— COMPLETE A SEGUIR —
1 - Na entrevista sobre drogas, quanto custa um CD no camelô, segundo a última resposta?
2 - Copie da entrevista sobre drogas o trecho que começa nas palavras com "Eu nunca quis, nunca" e termina em "malefícios destas substancias.".
3 - Liste todas as ações que, na entrevista sobre drogas, a pessoa diz que fará se um filho quiser experimentar.

— TEXTO EXTRAÍDO —

Eu nunca quis, nunca experimentei. Embora tivesse acesso como estudante. Nunca penso experimentar porque eu tenho a real consciência dos malefícios das drogas.
Se um filho seu quiser experimentar?
Eu vou falar com ele, vou mostrar para ele os malefícios que a droga faz, vou apontar os caminhos certos, instruí-lo pedagogicamente e educar para que ele evite drogas, álcool e cigarros. Tenho consciência dos malefícios destas substancias.
Usuários que possuem dinheiro suficiente poderão comprar drogas controladas nos estabelecimentos autorizados, mas a classe mais pobre não vai continuar comprando drogas de traficantes nos morros?
Isso é inevitável. Isso vai acontecer, porque hoje você compra um CD na loja por R$ 40 e no camelô por R$ 5. Mas isso não é resultado da proibição, é consequência do mercado capitalista e consumidor.

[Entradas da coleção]

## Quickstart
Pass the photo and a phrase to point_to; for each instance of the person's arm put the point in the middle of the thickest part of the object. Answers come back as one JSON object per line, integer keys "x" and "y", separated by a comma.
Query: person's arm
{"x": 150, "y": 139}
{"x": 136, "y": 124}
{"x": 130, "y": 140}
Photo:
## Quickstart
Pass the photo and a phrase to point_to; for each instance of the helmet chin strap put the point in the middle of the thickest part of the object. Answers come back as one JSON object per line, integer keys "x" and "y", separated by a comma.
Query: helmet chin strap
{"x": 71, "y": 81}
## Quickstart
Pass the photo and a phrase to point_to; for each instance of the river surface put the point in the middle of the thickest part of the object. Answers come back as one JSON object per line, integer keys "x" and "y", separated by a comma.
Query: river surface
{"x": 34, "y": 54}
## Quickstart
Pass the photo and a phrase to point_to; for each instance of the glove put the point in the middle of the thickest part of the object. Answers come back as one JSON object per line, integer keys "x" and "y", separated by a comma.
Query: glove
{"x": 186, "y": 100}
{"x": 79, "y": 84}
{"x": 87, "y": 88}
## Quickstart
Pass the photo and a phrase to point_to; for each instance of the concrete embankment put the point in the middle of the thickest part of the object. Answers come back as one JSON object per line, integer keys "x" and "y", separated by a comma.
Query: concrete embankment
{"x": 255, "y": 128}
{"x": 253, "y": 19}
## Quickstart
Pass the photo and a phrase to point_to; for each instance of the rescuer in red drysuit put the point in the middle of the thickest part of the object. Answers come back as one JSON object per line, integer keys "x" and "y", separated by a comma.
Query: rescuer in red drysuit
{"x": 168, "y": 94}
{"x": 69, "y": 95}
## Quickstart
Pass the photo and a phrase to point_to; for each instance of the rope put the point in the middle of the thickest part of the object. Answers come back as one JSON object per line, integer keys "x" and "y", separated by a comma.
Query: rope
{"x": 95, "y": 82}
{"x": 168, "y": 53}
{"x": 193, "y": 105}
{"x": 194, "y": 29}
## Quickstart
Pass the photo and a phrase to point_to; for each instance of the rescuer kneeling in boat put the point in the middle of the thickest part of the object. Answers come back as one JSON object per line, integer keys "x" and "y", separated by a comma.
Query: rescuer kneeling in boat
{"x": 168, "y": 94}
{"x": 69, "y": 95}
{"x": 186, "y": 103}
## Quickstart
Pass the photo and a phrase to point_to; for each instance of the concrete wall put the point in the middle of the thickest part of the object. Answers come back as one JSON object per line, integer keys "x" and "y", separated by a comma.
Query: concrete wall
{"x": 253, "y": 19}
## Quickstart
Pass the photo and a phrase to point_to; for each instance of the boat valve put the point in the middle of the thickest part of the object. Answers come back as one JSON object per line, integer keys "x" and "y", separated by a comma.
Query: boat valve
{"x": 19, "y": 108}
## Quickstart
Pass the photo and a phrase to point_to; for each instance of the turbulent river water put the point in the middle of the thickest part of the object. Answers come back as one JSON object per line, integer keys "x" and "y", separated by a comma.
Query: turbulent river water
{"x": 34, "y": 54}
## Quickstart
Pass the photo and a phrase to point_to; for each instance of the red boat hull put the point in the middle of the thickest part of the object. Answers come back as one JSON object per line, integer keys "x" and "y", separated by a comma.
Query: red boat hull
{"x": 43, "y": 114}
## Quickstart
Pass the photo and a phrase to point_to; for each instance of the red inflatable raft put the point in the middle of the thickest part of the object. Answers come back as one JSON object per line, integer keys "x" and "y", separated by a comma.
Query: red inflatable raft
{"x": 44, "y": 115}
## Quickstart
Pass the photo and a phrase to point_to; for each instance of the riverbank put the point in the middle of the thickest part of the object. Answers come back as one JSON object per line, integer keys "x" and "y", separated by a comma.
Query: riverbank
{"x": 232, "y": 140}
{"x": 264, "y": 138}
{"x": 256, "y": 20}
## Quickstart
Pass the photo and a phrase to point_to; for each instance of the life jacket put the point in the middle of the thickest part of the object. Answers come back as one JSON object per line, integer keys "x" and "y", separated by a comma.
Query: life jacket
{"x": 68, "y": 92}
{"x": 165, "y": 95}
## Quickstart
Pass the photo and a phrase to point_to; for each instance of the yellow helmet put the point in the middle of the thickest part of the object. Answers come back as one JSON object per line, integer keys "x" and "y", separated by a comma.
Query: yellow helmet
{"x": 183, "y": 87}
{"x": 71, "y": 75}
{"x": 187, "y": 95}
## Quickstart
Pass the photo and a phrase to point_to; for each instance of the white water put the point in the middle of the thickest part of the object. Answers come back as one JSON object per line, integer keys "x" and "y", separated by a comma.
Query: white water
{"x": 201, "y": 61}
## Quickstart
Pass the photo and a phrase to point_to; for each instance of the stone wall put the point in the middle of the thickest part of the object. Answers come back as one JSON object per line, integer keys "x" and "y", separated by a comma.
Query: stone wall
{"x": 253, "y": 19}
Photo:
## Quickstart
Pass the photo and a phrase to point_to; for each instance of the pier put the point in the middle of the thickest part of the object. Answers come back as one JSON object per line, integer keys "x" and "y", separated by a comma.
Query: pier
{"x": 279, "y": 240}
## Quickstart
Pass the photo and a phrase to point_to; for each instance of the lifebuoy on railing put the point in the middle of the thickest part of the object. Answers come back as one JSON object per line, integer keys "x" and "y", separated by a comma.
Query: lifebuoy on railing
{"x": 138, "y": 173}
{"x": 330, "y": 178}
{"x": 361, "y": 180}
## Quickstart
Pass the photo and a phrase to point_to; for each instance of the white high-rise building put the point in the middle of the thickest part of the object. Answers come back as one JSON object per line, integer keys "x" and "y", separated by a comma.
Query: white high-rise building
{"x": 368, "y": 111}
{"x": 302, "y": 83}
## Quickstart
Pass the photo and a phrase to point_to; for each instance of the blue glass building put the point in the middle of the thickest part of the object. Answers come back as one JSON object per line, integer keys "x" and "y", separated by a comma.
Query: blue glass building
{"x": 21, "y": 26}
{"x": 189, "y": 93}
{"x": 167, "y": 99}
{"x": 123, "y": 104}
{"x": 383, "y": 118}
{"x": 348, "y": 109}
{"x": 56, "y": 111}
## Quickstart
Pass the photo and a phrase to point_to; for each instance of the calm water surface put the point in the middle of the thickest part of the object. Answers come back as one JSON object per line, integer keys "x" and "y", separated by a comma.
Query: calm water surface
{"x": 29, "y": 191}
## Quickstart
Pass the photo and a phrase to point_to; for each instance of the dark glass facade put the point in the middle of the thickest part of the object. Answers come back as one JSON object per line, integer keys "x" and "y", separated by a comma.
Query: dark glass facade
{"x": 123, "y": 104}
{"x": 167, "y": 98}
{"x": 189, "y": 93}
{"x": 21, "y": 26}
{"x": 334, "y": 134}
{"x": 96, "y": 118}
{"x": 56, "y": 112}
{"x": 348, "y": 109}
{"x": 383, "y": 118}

— RESPOSTAS POR TAREFA —
1 - R$ 5.

2 -
Eu nunca quis, nunca experimentei. Embora tivesse acesso como estudante. Nunca penso experimentar porque eu tenho a real consciência dos malefícios das drogas.
Se um filho seu quiser experimentar?
Eu vou falar com ele, vou mostrar para ele os malefícios que a droga faz, vou apontar os caminhos certos, instruí-lo pedagogicamente e educar para que ele evite drogas, álcool e cigarros. Tenho consciência dos malefícios destas substancias.

3 -
- Falar com ele
- Mostrar para ele os malefícios que a droga faz
- Apontar os caminhos certos
- Instruí-lo pedagogicamente
- Educar para que ele evite drogas, álcool e cigarros